All lines from the one containing "of the small" through the final line of the material below must appear exactly as they are, with nothing else.

====================

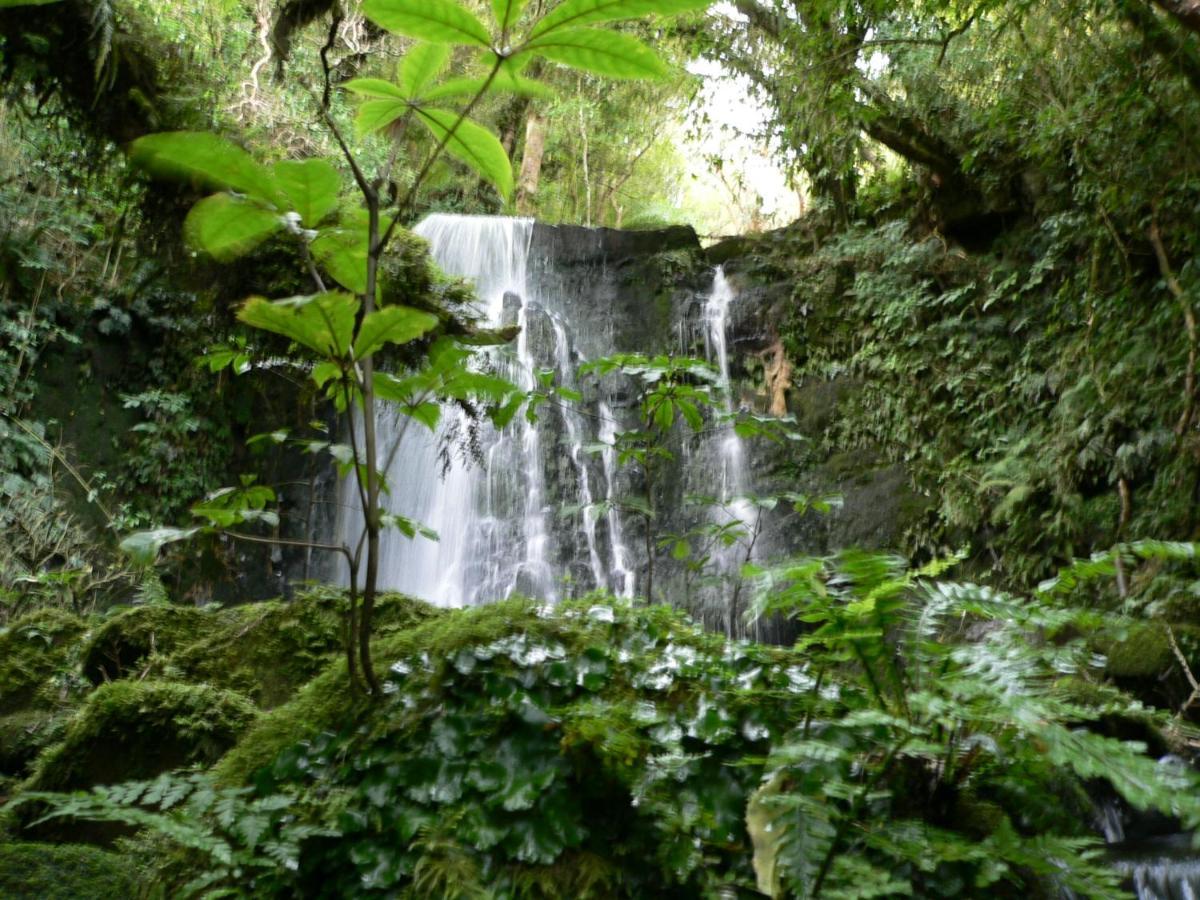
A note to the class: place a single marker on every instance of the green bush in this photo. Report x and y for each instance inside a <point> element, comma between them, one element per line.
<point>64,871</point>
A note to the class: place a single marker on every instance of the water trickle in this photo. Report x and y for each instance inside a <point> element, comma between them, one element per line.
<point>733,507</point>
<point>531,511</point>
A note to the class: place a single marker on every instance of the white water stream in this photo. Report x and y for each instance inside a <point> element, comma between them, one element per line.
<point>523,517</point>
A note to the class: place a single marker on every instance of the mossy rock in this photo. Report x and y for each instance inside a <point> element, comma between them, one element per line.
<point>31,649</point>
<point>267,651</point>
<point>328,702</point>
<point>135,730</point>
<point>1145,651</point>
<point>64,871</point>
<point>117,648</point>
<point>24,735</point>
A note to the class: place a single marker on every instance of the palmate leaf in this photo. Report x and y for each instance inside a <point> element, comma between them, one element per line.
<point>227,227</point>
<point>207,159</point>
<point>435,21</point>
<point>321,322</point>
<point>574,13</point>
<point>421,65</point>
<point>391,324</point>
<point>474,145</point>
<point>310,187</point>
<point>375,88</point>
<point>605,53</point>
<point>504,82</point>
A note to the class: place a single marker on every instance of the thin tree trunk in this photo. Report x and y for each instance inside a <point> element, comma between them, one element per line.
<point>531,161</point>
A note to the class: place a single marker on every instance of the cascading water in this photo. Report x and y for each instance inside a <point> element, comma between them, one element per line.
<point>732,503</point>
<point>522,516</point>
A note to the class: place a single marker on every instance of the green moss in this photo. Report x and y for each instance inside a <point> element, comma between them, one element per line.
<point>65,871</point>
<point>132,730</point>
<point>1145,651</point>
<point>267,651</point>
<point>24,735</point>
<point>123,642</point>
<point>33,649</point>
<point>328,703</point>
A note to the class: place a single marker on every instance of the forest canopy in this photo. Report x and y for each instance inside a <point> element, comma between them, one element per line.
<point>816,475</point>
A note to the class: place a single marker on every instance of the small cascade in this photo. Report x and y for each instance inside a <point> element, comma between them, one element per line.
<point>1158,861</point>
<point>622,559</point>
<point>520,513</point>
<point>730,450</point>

====================

■ SOLUTION TO THE PROBLEM
A note to the class: place a single marker on every instance of the small cascade in this photo. Report x and y for each instance inside a <point> element, comma between them, one element per line.
<point>1158,861</point>
<point>622,559</point>
<point>520,513</point>
<point>730,450</point>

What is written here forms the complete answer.